# [CHALLENGE]
Find every line of the data below that contains the string "hand", and copy each one out. Matching is case-sensitive.

* START EXERCISE MATERIALS *

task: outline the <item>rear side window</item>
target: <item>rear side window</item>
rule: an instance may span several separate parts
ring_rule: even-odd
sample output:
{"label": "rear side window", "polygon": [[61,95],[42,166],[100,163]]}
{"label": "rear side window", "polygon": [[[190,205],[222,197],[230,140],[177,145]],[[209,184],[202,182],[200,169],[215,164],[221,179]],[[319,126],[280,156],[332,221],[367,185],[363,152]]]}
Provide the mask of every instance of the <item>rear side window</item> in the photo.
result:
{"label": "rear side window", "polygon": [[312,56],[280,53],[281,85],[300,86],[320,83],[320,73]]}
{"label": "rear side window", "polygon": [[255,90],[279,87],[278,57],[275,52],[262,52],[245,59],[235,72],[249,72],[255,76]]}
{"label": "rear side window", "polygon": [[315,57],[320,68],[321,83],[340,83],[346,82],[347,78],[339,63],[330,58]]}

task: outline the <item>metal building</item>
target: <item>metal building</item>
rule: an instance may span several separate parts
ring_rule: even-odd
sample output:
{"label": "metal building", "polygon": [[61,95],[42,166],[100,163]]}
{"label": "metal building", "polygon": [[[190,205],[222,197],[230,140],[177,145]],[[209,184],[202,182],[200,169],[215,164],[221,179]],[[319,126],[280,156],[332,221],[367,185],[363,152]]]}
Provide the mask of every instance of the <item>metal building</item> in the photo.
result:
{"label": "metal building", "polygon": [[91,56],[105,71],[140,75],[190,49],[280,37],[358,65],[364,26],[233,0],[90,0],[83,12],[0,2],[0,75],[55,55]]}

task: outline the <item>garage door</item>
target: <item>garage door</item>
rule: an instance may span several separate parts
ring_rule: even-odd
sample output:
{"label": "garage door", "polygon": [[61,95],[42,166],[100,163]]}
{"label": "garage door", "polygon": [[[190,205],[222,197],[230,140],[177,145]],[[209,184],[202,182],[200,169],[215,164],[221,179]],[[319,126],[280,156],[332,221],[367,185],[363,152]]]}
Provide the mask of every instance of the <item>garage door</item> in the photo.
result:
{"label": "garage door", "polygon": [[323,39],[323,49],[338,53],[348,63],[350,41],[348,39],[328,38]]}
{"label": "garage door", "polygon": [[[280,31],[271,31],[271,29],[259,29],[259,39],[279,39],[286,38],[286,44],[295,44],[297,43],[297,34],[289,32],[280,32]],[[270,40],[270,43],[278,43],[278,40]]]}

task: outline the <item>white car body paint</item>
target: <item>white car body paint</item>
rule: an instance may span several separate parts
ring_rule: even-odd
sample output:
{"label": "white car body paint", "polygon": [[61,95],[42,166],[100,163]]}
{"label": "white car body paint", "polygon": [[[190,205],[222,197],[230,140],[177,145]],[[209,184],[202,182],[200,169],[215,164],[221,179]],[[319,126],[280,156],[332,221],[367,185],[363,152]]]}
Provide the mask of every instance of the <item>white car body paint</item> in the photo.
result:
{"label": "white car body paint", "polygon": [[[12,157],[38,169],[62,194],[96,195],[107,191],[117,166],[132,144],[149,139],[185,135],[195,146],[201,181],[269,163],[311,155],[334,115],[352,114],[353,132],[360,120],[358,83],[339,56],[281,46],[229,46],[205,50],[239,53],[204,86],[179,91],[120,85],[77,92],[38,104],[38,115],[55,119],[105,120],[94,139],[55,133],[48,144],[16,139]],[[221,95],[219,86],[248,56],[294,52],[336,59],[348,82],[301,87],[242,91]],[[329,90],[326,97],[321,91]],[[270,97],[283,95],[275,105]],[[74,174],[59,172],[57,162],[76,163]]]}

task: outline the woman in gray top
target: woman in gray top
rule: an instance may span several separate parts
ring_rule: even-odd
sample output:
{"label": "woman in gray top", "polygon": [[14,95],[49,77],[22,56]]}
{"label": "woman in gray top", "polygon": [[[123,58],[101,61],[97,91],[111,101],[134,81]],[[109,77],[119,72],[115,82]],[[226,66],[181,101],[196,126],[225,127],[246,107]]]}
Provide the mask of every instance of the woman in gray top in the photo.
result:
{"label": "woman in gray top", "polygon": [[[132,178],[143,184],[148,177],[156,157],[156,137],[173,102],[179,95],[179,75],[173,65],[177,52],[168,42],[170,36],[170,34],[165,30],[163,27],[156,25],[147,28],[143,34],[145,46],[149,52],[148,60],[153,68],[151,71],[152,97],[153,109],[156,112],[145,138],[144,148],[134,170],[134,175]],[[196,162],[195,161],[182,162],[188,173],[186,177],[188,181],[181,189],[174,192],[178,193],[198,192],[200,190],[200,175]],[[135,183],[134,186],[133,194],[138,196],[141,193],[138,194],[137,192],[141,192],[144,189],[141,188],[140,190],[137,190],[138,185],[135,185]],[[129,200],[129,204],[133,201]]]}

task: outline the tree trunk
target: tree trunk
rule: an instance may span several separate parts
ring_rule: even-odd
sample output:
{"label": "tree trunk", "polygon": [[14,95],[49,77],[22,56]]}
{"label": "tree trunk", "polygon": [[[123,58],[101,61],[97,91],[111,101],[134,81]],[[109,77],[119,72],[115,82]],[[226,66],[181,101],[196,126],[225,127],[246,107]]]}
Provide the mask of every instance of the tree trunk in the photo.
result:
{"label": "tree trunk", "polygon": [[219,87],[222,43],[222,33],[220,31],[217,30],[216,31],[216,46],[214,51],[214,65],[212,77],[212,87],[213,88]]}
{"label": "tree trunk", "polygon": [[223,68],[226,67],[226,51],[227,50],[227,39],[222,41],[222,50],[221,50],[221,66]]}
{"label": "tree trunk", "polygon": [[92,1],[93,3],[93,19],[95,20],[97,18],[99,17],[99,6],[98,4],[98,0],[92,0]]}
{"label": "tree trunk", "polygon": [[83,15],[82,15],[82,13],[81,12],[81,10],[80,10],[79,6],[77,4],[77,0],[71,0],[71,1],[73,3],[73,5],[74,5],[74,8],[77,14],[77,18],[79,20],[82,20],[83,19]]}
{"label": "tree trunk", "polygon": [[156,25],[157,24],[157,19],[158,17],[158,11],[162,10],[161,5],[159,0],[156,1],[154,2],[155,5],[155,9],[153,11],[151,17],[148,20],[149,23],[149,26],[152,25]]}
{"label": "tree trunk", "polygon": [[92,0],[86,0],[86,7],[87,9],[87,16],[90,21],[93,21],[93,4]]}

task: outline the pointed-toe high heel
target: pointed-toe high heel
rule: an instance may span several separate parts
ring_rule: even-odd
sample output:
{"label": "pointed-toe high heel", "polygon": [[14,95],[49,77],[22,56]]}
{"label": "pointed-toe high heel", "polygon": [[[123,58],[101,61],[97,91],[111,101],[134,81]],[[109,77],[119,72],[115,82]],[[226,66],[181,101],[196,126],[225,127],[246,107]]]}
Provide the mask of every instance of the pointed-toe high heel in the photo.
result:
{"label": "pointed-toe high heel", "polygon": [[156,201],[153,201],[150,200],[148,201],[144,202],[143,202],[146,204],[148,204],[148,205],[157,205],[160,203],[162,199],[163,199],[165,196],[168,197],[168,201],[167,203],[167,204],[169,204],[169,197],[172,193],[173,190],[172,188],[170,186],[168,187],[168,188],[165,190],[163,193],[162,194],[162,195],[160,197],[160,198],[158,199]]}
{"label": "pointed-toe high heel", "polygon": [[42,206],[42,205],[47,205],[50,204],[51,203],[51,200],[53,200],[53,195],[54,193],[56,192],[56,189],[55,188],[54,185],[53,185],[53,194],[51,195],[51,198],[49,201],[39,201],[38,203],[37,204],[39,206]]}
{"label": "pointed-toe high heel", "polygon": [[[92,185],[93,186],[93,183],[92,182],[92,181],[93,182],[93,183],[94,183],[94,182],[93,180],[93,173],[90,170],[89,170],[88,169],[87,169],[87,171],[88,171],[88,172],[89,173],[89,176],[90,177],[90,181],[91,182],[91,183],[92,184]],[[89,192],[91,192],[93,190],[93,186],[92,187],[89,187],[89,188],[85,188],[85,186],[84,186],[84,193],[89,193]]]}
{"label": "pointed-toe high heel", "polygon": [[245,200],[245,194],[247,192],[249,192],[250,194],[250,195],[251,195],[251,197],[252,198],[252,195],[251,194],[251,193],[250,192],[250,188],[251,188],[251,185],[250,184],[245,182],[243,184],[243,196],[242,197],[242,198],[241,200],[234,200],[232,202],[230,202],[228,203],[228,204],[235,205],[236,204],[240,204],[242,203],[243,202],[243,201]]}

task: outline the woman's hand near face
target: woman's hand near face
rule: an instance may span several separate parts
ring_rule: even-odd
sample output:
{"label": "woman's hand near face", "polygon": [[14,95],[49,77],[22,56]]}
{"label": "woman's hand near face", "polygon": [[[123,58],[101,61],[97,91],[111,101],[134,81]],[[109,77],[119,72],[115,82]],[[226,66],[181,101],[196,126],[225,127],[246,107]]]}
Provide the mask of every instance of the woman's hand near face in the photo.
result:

* END EXERCISE MATERIALS *
* START EXERCISE MATERIALS *

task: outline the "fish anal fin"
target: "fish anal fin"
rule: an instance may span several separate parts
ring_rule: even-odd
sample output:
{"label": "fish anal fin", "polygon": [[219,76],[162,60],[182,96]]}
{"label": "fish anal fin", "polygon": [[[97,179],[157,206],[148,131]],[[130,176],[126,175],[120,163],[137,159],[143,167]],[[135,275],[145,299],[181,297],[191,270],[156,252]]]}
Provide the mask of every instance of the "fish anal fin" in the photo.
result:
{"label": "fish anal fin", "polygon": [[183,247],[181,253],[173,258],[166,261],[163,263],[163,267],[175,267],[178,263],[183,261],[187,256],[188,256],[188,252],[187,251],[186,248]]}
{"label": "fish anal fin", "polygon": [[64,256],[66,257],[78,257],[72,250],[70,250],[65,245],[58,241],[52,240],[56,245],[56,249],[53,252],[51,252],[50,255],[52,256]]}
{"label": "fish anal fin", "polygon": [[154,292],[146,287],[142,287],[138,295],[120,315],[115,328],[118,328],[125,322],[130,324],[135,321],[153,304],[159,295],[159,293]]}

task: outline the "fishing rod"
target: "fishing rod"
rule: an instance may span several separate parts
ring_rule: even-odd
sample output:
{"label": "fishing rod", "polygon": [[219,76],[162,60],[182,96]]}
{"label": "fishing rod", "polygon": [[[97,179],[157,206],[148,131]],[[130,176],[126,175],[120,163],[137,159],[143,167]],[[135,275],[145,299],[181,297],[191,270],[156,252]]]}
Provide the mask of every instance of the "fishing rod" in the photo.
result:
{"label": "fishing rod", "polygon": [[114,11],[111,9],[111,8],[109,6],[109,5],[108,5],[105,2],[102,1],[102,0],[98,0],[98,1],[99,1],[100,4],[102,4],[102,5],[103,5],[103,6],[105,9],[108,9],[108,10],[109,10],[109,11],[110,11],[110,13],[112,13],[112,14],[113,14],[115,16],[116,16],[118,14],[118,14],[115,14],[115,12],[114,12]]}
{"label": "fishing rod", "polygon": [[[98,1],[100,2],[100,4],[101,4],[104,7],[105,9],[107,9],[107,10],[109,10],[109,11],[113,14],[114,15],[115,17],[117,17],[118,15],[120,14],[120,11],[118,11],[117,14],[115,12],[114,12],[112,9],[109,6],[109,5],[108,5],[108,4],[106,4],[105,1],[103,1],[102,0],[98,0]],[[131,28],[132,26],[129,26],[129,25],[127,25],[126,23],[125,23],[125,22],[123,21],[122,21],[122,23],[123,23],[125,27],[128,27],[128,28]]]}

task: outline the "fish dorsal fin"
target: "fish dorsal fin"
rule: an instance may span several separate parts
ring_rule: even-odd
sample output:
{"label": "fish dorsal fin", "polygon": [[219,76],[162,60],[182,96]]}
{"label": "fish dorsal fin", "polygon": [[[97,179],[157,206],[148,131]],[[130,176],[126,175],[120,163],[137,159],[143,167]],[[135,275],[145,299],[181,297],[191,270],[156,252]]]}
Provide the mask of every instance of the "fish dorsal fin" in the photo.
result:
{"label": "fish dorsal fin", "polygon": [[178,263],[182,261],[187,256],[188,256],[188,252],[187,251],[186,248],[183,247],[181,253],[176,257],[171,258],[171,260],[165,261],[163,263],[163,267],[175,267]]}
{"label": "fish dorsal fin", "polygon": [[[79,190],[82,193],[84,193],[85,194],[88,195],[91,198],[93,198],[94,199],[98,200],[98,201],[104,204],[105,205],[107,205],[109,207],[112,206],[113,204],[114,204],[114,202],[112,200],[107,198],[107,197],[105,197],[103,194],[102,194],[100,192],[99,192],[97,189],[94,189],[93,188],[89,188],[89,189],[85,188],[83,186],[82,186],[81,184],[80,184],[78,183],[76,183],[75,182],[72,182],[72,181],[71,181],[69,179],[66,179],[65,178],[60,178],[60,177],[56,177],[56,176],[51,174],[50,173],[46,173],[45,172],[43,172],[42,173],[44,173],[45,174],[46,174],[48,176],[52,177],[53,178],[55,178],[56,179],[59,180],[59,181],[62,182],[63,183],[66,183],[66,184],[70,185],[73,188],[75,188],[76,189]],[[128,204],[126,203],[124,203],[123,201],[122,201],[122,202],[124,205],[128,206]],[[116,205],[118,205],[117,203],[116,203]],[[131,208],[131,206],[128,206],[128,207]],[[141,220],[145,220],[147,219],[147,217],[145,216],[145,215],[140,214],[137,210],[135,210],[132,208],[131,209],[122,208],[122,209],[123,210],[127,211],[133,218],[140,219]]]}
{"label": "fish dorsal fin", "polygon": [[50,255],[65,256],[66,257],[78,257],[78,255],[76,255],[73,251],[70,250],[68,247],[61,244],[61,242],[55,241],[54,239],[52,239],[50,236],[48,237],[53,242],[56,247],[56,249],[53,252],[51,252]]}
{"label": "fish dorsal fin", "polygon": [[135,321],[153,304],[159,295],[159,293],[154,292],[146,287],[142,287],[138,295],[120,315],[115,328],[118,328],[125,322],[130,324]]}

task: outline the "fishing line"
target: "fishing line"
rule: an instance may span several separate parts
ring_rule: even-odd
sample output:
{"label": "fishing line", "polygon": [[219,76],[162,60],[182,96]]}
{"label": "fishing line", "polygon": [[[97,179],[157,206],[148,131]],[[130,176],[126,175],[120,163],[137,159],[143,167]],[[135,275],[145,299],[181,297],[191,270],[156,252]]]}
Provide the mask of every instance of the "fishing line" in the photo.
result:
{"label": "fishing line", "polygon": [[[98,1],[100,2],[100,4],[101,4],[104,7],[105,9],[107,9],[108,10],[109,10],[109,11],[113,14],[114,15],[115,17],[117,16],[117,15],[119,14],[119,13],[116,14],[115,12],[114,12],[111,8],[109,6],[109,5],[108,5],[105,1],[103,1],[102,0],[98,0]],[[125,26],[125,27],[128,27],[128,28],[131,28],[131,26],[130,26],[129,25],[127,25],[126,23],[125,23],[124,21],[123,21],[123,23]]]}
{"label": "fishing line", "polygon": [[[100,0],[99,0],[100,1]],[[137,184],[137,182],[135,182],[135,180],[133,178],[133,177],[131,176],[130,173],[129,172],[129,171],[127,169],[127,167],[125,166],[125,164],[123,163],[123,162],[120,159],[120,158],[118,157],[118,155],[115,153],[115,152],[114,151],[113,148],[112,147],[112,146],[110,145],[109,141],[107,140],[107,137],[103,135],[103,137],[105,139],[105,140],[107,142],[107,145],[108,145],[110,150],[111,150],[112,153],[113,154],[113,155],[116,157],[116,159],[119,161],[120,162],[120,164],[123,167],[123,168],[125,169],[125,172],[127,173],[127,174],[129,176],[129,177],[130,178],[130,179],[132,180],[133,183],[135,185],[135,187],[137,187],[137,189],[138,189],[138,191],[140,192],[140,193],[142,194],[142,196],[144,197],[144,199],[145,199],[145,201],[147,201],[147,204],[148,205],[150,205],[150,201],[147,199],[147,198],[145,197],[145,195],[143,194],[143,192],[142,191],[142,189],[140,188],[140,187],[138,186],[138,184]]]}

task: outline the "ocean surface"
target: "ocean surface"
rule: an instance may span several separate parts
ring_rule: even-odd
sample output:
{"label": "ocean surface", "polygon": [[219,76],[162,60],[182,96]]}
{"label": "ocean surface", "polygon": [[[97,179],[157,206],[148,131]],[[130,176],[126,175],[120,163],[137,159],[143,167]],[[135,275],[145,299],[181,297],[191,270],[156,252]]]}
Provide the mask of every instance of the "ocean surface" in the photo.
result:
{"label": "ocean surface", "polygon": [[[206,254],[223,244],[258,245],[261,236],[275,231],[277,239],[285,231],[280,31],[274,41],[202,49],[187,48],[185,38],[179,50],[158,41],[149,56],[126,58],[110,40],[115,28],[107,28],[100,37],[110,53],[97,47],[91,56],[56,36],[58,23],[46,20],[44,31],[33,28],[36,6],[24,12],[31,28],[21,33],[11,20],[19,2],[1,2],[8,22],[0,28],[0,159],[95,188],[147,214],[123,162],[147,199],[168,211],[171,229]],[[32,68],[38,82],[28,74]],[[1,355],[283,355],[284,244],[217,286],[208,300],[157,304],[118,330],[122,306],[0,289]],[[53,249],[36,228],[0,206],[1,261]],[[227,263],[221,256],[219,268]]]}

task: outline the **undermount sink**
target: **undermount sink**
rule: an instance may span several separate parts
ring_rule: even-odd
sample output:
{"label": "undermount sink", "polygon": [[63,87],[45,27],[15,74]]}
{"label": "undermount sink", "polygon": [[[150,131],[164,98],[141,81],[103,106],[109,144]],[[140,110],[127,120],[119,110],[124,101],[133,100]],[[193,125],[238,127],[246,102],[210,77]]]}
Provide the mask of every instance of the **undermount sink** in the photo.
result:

* END EXERCISE MATERIALS *
* START EXERCISE MATERIALS *

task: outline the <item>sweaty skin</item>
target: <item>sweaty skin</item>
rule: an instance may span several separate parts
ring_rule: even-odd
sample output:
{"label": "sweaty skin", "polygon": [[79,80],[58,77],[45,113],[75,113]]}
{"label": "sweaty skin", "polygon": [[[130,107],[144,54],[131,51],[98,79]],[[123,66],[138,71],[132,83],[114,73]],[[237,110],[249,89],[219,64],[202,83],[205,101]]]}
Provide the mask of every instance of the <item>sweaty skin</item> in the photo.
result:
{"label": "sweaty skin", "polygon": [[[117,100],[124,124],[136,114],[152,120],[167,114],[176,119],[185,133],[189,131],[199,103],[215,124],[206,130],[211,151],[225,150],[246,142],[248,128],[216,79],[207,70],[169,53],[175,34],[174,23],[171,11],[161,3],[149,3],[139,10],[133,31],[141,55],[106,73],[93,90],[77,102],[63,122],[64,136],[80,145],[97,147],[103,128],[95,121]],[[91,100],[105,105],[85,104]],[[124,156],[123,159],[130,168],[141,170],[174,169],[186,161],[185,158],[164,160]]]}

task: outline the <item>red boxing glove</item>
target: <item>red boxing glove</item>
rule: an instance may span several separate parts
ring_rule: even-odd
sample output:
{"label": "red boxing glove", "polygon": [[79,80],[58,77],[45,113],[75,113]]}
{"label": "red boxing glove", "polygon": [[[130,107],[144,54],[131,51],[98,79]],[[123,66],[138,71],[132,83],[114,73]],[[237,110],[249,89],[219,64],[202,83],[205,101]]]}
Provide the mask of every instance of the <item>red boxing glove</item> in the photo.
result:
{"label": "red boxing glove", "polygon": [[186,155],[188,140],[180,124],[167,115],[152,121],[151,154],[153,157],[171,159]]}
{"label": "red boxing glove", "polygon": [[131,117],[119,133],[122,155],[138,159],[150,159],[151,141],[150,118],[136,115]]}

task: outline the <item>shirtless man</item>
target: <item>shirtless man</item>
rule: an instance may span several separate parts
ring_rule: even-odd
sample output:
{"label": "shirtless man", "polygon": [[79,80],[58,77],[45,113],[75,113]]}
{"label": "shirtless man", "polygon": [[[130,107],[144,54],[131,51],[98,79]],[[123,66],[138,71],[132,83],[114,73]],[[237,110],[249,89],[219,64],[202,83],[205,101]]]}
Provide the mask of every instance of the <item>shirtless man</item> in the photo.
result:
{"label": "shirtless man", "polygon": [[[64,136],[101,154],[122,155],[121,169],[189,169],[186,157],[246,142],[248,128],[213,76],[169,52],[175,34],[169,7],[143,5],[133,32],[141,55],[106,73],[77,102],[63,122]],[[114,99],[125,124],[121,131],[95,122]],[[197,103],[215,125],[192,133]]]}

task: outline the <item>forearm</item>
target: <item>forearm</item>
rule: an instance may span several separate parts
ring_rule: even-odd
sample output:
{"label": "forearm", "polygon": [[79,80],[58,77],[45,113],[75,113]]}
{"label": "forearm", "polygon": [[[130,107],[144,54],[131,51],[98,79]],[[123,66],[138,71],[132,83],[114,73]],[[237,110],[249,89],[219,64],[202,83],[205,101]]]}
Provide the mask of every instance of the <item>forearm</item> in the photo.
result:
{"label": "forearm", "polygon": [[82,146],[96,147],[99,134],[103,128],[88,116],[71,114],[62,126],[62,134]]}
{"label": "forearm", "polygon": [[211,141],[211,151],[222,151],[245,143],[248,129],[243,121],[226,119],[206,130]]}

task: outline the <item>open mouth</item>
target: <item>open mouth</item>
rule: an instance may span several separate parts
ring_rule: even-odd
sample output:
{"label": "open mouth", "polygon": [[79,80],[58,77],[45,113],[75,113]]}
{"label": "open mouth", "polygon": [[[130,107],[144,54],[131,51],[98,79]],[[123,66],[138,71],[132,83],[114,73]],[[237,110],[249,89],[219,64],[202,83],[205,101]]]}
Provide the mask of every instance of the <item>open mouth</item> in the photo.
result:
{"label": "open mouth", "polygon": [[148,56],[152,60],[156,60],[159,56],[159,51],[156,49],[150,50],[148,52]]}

* END EXERCISE MATERIALS *

# [RESULT]
task: outline the woman's hand near face
target: woman's hand near face
{"label": "woman's hand near face", "polygon": [[14,95],[49,77],[22,56]]}
{"label": "woman's hand near face", "polygon": [[[123,58],[101,61],[97,91],[111,101],[134,81]],[[109,77],[119,72],[115,82]],[[226,66],[181,101],[196,126],[225,127],[246,107]]]}
Provide the mask of every instance of the woman's hand near face in the photo.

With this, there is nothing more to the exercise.